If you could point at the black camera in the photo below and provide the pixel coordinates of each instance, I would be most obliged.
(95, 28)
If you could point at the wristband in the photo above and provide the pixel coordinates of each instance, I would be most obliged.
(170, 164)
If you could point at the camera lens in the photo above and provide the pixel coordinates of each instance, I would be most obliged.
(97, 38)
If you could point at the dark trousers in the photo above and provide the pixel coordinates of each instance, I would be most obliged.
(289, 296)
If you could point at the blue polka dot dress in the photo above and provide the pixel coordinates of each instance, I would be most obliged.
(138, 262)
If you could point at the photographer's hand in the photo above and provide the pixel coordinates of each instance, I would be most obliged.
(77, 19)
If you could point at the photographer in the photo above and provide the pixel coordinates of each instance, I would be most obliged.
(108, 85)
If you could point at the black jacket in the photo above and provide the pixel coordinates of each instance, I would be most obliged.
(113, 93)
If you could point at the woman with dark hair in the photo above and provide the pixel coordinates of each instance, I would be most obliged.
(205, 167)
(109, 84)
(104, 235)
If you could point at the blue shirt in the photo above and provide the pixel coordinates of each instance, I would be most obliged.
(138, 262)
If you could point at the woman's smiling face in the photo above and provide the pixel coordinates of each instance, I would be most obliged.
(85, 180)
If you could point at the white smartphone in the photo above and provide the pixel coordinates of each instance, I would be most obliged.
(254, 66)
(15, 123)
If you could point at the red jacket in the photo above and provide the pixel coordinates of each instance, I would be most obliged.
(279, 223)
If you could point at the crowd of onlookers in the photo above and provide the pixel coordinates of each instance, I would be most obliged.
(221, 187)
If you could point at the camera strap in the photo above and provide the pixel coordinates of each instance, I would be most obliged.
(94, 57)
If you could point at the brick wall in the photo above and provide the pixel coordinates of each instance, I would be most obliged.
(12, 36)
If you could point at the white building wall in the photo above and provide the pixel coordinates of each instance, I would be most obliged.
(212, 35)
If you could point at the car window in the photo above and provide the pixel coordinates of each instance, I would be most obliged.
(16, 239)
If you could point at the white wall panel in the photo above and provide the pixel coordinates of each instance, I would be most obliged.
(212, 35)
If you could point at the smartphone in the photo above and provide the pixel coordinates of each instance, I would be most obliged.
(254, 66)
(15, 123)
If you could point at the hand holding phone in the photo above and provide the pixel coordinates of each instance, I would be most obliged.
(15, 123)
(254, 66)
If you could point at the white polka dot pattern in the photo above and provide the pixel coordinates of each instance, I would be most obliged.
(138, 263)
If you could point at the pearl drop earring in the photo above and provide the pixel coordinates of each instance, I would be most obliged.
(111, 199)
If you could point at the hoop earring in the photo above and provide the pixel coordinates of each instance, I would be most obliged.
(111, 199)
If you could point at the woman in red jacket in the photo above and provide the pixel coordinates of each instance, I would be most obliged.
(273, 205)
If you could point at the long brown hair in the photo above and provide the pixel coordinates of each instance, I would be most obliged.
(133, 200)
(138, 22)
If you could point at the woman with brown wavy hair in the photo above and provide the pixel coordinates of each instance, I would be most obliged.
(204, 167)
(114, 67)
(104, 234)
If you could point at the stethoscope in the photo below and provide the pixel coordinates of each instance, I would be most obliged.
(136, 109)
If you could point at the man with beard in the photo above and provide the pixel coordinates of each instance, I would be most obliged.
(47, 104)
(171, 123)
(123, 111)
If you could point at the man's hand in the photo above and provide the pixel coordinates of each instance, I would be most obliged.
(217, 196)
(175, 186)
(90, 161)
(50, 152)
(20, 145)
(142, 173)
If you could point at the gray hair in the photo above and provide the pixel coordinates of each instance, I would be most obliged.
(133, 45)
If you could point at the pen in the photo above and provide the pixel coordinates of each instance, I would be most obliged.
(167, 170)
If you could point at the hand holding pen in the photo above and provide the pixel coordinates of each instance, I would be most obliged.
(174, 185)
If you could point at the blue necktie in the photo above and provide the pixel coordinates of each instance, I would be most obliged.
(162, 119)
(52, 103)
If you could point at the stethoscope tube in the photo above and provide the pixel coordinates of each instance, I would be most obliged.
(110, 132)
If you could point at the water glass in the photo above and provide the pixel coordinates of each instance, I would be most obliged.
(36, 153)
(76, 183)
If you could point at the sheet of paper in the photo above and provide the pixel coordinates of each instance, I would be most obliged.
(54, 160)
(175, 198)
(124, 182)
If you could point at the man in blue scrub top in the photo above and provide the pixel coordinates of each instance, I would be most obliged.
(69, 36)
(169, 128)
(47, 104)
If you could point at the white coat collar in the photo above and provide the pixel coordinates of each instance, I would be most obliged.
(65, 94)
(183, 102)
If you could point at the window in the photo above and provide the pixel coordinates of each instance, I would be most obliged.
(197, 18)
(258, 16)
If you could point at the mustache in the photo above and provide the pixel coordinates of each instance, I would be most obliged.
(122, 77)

========================================

Please rescale the lines starting with the line that contains "If you could point at the sheet" and going on through the last line above, reproducing each of those lines in full but with every coordinate value multiplied by 0.75 and rounded to a whole number, halves rounded up.

§ Correct response:
If you could point at the sheet of paper in the photo above and provide the pixel coordinates of each instance, I would be most obliged.
(41, 120)
(131, 149)
(93, 137)
If you could point at the man in blue scrub top in the photo above and provide the pixel coordinates of each instance, I would be most obliged.
(52, 27)
(127, 96)
(35, 78)
If you could point at the white coat collar in the photo above and provide the pixel coordinates of each instance, I would be most obliged.
(49, 71)
(137, 77)
If you could point at the window in the photo above and provide the pixel coordinates of each instance, I would be most obliged.
(148, 14)
(194, 12)
If you could point at the mustache in the photo above and provide the pixel coordinates of each instance, I would be most obliged.
(92, 58)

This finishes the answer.